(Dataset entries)
• • • • •

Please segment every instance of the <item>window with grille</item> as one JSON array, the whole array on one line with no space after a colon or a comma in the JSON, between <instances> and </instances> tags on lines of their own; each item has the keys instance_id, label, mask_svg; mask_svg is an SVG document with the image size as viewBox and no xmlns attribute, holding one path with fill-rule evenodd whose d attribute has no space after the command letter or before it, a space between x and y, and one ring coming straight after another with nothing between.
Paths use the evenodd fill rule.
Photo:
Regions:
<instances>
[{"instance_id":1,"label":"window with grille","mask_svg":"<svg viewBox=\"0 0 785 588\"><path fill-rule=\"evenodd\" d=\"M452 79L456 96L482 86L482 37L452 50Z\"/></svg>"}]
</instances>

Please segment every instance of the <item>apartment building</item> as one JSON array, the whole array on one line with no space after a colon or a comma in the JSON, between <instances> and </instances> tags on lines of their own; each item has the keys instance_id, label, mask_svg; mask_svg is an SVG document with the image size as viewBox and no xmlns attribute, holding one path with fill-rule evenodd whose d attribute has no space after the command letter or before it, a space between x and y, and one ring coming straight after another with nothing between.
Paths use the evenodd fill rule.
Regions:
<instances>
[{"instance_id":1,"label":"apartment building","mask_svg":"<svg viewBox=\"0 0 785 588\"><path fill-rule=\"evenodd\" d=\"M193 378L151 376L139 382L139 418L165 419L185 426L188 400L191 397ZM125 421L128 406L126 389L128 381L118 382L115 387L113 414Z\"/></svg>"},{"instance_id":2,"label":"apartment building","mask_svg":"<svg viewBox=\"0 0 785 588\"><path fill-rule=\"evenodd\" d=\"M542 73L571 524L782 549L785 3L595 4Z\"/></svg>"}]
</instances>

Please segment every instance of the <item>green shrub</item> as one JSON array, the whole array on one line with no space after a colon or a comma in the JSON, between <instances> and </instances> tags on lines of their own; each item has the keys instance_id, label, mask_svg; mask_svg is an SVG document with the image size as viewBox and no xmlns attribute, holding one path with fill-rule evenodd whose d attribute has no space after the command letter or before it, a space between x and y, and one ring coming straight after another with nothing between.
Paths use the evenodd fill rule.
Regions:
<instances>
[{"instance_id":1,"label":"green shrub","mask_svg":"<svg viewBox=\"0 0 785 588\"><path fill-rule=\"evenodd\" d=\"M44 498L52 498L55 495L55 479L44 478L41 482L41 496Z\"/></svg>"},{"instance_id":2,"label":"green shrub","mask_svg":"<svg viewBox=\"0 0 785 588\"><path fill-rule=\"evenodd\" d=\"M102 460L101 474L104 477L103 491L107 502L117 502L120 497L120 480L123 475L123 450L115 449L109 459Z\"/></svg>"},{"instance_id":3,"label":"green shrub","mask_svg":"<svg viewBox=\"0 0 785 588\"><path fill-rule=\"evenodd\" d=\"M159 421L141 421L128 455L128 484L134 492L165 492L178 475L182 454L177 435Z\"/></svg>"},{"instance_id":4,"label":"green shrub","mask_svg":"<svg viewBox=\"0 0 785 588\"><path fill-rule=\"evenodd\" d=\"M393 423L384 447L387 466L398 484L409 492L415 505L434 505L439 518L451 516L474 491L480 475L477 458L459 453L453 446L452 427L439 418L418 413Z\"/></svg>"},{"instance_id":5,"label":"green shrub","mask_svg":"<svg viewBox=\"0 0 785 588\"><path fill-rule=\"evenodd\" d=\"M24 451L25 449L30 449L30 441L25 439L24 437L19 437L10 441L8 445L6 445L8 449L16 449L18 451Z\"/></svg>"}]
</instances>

• • • • •

Retype the records above in full. Every word should match.

| Written response |
Please segment every instance of the <item>window with grille</item> as one JSON array, the whole array on one line with no space after a colon or a comma in the JSON, between <instances> and </instances> tags on lines of their own; each item has the keys instance_id, label, mask_svg; mask_svg is an SVG document with the image size as viewBox and no xmlns attribute, holding one path with fill-rule evenodd whose d attribute has no space after the command letter or before it, a space between x and y, and one ring coming straight after another with nothing between.
Paths use the evenodd fill rule.
Photo:
Regions:
<instances>
[{"instance_id":1,"label":"window with grille","mask_svg":"<svg viewBox=\"0 0 785 588\"><path fill-rule=\"evenodd\" d=\"M452 79L456 96L482 86L482 37L452 50Z\"/></svg>"}]
</instances>

Please segment every instance of the <item>apartment building</item> as one JSON array, the whole array on one line with no space after a colon or a comma in the JSON, between <instances> and </instances> tags on lines of their own; each item has the keys instance_id, label, mask_svg; mask_svg is an SVG document with the image size as viewBox and no xmlns attribute, holding one path with fill-rule evenodd whose d attribute has no space after the command letter or before it, a space between x and y, and one ring coming straight after another with nothing between.
Paths use the evenodd fill rule.
Regions:
<instances>
[{"instance_id":1,"label":"apartment building","mask_svg":"<svg viewBox=\"0 0 785 588\"><path fill-rule=\"evenodd\" d=\"M193 378L151 376L139 382L139 418L165 419L185 426L188 400L191 397ZM125 421L128 406L126 389L128 381L118 382L115 387L113 414Z\"/></svg>"},{"instance_id":2,"label":"apartment building","mask_svg":"<svg viewBox=\"0 0 785 588\"><path fill-rule=\"evenodd\" d=\"M542 73L571 524L782 549L785 3L595 4Z\"/></svg>"}]
</instances>

Please segment every instance of the <item>green shrub</item> as one JSON array, the whole array on one line with no space after a colon or a comma in the JSON, between <instances> and </instances> tags on lines of their own; each item has the keys instance_id, label, mask_svg; mask_svg is an SVG document with the image size as viewBox and no xmlns attribute, holding one path with fill-rule evenodd whose d attribute has no space after the command letter or before it, a space between x and y, and one ring coming straight after another with nothing between.
Paths use the evenodd fill rule.
Regions:
<instances>
[{"instance_id":1,"label":"green shrub","mask_svg":"<svg viewBox=\"0 0 785 588\"><path fill-rule=\"evenodd\" d=\"M44 498L52 498L55 495L55 479L44 478L41 482L41 496Z\"/></svg>"},{"instance_id":2,"label":"green shrub","mask_svg":"<svg viewBox=\"0 0 785 588\"><path fill-rule=\"evenodd\" d=\"M102 460L101 474L104 477L103 491L107 502L117 502L120 497L120 480L123 475L123 450L115 449L109 459Z\"/></svg>"},{"instance_id":3,"label":"green shrub","mask_svg":"<svg viewBox=\"0 0 785 588\"><path fill-rule=\"evenodd\" d=\"M159 421L141 421L128 455L128 484L134 492L165 492L178 475L182 454L177 435Z\"/></svg>"},{"instance_id":4,"label":"green shrub","mask_svg":"<svg viewBox=\"0 0 785 588\"><path fill-rule=\"evenodd\" d=\"M393 423L384 447L387 466L398 484L409 492L415 505L434 505L439 518L451 516L474 491L480 475L477 458L459 453L453 446L452 427L439 418L418 413Z\"/></svg>"},{"instance_id":5,"label":"green shrub","mask_svg":"<svg viewBox=\"0 0 785 588\"><path fill-rule=\"evenodd\" d=\"M24 451L25 449L30 449L30 441L25 439L24 437L19 437L10 441L8 445L6 445L8 449L16 449L18 451Z\"/></svg>"}]
</instances>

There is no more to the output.